=== Página ===
»»

En esta columna, sin embargo, quiero hablar del fundador de los Misioneros Oblatos de María Inmaculada, San Eugenio de Mazenod, porque lo que tenía que decir sobre el discipulado y la espiritualidad cristiana es algo de valor e importancia para todos, como los legados que nos han dejado otros grandes fundadores religiosos como Bernardo, Francisco, Domingo, Ángela Merici, Ignacio de Loyola, Vicente de Paúl y otros.

 

San Eugenio de Mazenod (1779-1861) fue un obispo francés de origen aristocrático que algunos mitos populares identifican como el obispo de Los Miserables. Era un hombre cuya personalidad corría de forma natural en la dirección de lo severo, lo introvertido, lo fuertemente dirigido hacia adentro, lo místico y lo decidido. No era el tipo de persona que la mayoría de la gente elegiría como su primera opción para una conversación ligera durante la cena, pero era el tipo de persona que a menudo es la primera opción de Dios para fundar una orden religiosa.

 

Soren Kierkegaard dijo una vez que ser un santo es querer una sola cosa. Eugenio de Mazenod claramente lo hizo y, en su caso, 'única cosa' tenía una serie de aspectos que, en conjunto, forman la base de una espiritualidad muy rica y equilibrada, que enfatiza algunos aspectos sobresalientes del discipulado cristiano que a menudo se descuidan hoy.

 

¿Qué formó la espiritualidad de Eugenio de Mazenod y el carisma que dejó?

««

=== Registros en bruto ===
»»

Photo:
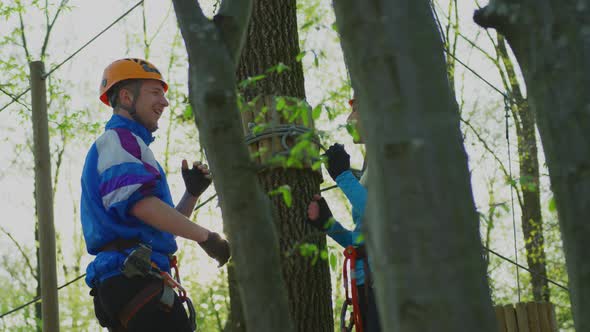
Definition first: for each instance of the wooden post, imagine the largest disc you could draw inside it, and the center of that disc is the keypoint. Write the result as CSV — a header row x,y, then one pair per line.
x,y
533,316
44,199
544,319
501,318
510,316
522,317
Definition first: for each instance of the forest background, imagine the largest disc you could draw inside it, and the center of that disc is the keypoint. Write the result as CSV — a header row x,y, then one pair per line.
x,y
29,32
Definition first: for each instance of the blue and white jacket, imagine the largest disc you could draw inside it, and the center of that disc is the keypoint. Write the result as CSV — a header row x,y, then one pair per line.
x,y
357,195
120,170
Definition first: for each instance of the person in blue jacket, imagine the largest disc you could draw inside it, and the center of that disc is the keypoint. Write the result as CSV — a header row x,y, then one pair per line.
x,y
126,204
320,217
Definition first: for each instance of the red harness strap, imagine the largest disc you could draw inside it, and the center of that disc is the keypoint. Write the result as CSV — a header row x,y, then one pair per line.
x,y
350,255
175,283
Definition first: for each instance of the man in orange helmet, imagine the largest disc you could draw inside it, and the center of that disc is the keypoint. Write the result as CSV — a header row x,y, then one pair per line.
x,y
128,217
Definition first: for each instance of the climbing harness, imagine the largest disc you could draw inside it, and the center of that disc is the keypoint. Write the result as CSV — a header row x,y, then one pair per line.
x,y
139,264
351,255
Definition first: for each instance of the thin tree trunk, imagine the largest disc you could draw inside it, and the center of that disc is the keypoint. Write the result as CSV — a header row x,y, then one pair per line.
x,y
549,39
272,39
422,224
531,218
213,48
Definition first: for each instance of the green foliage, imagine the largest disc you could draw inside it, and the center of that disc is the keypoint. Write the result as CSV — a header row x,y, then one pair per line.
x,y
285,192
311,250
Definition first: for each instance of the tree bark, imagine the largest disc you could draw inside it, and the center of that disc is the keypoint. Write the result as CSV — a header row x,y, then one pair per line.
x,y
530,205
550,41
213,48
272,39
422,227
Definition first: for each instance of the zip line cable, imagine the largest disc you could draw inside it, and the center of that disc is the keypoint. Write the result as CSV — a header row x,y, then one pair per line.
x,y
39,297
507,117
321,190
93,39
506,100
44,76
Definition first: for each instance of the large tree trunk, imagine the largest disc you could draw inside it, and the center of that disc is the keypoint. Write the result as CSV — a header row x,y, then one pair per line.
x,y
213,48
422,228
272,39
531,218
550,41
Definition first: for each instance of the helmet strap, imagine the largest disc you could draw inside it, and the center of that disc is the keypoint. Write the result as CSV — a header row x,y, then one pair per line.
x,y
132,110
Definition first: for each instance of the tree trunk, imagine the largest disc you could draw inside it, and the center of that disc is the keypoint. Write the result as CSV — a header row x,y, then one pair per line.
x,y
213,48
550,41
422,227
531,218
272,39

««

Prosigue el texto sobre San Eugenio de Mazenod justo después de su última oración.

=== Resultado del ejercicio ===
En primer lugar, hizo hincapié en la comunidad. Para él, una buena vida no es solo una vida de logros individuales, fidelidad o incluso grandeza; es una vida que se vincula con el poder inherente a la comunidad. Era un firme creyente en el axioma: lo que soñamos solo sigue siendo un sueño, lo que soñamos con otros puede convertirse en realidad. En su opinión, la compasión sólo se hace efectiva cuando se vuelve colectiva, cuando surge de un grupo en lugar de un solo individuo. Creía que solo se puede causar sensación, pero no diferencia. Fundó una orden religiosa porque creía profundamente en esto.

 

Frente a todos los problemas que enfrenta el mundo y la Iglesia hoy, si alguien le preguntara: "¿Qué es lo único que podría hacer para marcar la diferencia?" Él respondía: Conéctate con otros de sincera voluntad dentro de la comunidad, en torno a la persona de Cristo. Solo no puedes salvar el mundo. ¡Juntos podemos!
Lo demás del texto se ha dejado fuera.